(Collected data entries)
========================================

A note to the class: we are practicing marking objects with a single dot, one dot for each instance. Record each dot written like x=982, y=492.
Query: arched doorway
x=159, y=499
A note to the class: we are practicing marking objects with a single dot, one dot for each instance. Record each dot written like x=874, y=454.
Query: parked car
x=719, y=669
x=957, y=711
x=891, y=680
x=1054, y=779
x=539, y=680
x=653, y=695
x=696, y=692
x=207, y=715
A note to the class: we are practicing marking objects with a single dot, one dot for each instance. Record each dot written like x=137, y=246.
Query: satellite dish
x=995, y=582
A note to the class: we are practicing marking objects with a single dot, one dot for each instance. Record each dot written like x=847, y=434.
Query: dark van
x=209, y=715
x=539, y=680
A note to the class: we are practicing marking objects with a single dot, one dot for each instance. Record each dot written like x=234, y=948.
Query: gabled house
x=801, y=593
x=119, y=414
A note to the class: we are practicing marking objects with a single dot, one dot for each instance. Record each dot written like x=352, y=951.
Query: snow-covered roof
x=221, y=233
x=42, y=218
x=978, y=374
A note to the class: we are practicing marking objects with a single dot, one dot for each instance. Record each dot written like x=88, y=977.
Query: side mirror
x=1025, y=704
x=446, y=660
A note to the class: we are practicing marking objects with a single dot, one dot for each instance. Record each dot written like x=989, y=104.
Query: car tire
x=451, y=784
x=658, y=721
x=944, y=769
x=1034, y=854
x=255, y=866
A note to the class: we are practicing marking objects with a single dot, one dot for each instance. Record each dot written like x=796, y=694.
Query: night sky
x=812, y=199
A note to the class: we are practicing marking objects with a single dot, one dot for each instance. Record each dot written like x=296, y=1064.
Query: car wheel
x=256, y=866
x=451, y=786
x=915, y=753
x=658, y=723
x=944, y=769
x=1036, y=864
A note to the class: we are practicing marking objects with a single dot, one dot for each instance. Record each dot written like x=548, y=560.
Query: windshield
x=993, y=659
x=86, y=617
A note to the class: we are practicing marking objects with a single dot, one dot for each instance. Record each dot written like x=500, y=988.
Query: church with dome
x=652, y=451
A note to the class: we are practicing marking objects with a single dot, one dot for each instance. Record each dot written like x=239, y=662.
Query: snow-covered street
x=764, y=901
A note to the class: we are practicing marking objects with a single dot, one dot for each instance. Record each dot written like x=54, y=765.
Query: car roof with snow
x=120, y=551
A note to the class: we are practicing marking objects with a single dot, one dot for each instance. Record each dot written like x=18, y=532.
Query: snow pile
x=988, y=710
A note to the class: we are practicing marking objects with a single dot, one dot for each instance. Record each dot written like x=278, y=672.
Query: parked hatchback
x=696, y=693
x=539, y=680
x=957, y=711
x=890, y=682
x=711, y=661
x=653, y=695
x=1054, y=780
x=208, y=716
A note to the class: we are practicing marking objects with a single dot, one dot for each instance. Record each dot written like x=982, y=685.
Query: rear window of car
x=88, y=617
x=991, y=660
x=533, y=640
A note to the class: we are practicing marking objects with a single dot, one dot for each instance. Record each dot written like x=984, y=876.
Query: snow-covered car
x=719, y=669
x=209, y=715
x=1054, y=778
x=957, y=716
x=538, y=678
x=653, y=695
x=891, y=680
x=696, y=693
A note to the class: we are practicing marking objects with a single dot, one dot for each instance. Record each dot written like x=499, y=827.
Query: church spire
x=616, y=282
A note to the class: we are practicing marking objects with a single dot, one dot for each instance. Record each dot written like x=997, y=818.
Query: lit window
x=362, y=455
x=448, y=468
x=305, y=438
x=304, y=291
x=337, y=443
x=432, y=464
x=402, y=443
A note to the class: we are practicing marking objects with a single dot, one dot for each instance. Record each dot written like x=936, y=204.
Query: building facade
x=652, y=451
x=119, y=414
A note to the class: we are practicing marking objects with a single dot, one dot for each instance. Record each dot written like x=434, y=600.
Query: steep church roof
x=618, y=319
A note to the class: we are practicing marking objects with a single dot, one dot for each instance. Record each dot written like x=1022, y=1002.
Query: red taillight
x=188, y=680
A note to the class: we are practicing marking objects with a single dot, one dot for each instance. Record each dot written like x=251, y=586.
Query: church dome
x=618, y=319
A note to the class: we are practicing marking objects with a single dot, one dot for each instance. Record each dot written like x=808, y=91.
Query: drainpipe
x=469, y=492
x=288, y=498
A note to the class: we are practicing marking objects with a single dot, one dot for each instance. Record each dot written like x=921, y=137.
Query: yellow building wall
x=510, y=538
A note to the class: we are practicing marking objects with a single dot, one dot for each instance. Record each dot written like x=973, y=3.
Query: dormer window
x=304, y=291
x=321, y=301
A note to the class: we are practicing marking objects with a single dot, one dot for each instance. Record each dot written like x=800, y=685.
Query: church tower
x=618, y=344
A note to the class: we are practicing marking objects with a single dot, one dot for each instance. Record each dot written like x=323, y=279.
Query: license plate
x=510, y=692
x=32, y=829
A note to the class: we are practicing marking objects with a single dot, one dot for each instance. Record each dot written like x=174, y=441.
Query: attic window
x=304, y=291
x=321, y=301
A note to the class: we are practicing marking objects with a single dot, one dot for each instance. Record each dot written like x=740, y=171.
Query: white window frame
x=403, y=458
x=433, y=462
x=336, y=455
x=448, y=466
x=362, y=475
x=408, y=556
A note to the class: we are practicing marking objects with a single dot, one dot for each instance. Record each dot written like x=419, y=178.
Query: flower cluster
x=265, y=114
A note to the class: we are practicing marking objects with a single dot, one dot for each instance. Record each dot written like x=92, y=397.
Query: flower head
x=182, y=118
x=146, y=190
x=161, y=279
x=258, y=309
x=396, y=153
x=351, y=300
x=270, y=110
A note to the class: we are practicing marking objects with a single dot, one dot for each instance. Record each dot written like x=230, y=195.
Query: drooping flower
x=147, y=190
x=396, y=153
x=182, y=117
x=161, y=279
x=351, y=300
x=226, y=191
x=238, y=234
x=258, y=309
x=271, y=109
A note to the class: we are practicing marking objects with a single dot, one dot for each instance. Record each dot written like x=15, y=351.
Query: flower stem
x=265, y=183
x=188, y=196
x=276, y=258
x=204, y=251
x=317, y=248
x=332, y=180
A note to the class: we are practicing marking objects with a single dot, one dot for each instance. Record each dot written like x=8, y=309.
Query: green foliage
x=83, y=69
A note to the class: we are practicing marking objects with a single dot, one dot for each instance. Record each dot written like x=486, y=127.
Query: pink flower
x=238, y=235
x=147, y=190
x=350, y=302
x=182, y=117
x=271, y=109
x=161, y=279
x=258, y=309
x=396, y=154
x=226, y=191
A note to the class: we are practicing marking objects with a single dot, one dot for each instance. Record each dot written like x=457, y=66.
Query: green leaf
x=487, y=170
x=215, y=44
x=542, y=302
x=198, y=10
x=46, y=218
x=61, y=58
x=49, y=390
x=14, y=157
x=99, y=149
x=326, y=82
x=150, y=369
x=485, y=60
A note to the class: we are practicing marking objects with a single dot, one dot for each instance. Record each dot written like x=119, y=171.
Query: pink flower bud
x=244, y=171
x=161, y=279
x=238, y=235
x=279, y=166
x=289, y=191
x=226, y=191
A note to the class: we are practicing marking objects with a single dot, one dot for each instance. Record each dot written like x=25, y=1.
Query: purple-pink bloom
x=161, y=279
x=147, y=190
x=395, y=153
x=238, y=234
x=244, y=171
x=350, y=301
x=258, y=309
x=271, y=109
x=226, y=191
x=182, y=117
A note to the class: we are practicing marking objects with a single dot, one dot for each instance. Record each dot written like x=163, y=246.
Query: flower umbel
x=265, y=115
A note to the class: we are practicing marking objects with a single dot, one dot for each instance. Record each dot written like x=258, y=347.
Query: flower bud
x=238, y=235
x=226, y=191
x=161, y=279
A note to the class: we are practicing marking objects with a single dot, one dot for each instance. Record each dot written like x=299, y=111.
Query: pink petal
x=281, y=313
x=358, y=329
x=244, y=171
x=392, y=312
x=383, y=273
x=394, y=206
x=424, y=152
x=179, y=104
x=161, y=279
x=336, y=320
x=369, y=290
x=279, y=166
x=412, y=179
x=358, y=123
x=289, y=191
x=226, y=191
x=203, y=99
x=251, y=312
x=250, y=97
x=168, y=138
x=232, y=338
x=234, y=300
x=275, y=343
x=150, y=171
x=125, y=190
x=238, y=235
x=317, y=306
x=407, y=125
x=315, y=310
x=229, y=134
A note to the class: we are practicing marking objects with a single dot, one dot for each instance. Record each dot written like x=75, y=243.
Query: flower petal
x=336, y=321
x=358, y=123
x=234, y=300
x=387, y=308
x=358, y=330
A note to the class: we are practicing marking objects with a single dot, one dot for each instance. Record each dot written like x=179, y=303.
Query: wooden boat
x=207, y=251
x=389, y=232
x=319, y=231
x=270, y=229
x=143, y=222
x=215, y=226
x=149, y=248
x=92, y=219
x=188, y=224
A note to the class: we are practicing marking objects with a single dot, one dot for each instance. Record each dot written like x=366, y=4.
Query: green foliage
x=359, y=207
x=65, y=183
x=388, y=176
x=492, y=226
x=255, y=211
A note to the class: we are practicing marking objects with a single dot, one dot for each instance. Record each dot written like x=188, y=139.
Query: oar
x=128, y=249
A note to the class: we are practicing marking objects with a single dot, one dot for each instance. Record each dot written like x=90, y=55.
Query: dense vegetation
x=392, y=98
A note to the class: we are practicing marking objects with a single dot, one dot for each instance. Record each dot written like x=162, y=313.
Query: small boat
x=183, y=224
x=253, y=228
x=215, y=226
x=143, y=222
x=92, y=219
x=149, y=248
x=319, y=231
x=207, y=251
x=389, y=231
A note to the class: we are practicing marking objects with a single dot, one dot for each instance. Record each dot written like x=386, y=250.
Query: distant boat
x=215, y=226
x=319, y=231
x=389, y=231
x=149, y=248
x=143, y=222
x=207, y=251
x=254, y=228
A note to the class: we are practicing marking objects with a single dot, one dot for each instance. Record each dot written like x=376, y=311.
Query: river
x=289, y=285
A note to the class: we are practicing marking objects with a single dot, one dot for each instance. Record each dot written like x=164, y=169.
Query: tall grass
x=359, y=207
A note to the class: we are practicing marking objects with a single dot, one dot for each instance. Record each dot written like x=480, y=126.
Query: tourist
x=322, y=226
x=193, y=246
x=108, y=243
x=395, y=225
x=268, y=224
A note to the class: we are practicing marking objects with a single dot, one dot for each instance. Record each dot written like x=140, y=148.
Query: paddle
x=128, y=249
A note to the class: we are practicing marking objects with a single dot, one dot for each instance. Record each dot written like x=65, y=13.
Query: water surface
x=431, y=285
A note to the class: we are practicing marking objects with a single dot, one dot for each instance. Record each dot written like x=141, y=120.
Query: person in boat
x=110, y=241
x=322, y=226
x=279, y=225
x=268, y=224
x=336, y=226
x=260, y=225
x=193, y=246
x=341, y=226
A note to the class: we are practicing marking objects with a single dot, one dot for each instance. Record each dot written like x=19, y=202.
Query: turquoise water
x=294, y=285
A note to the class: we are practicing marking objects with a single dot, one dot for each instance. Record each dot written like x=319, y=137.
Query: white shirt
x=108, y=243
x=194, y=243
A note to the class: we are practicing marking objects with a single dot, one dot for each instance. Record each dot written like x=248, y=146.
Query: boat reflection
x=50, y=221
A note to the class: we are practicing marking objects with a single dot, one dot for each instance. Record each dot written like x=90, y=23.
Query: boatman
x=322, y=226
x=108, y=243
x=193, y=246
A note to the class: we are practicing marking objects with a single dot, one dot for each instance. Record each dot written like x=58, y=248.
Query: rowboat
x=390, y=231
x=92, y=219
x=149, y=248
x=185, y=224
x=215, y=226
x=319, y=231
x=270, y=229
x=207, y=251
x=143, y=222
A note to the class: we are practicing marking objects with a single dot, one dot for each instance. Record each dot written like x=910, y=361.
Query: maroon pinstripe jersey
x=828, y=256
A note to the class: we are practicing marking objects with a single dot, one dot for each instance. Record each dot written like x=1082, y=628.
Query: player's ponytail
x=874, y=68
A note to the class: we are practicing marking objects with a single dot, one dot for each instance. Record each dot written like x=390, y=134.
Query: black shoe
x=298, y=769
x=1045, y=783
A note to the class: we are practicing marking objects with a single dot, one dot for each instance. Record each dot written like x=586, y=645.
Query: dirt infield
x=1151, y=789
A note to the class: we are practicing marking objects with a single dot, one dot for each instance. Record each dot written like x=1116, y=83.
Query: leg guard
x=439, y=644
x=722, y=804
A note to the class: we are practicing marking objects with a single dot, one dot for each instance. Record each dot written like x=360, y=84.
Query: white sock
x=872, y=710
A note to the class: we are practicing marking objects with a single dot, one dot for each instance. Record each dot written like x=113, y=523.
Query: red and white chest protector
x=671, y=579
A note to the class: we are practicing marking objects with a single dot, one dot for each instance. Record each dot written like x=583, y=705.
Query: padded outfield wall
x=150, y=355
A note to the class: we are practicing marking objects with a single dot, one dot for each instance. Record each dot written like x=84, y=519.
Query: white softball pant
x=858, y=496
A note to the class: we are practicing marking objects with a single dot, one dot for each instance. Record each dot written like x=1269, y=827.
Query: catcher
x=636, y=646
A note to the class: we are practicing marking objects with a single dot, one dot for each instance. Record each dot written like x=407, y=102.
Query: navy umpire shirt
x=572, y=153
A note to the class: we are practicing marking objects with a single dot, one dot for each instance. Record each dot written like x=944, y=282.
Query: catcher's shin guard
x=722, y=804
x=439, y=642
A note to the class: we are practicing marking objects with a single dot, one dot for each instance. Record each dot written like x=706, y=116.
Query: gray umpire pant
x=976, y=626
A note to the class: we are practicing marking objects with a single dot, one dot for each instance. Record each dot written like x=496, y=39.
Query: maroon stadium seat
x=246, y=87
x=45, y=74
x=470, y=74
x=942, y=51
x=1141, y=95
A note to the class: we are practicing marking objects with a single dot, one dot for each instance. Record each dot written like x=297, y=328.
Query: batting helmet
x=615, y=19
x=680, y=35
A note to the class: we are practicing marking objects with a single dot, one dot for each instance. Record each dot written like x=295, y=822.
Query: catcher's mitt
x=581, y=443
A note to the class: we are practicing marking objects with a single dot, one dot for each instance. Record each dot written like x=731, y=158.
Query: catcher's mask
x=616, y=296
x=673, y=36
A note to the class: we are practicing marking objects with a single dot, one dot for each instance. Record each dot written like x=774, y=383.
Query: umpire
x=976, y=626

========================================

- [The exercise]:
Rewrite the data from the line that has "like x=434, y=600." through the line that has "x=510, y=538", replacing "church" with "chapel" and leaving everything else unchanged.

- [Result for this exercise]:
A note to the class: we are practicing marking objects with a single dot, one dot for each instance. Record each dot written like x=434, y=600.
Query: steep chapel roof
x=618, y=319
A note to the class: we are practicing marking objects with a single dot, one dot for each instance. Record each dot written like x=1022, y=1002.
Query: red taillight
x=188, y=680
A note to the class: we are practicing marking objects with a single dot, one dot for each instance. Record each dot written like x=251, y=586.
Query: chapel dome
x=618, y=319
A note to the class: we are practicing marking objects with a single dot, one dot for each instance. Record each dot written like x=808, y=91.
Query: drainpipe
x=469, y=492
x=288, y=498
A note to the class: we are practicing marking objects with a single dot, one dot for each instance. Record each dot written like x=921, y=137.
Query: yellow building wall
x=510, y=538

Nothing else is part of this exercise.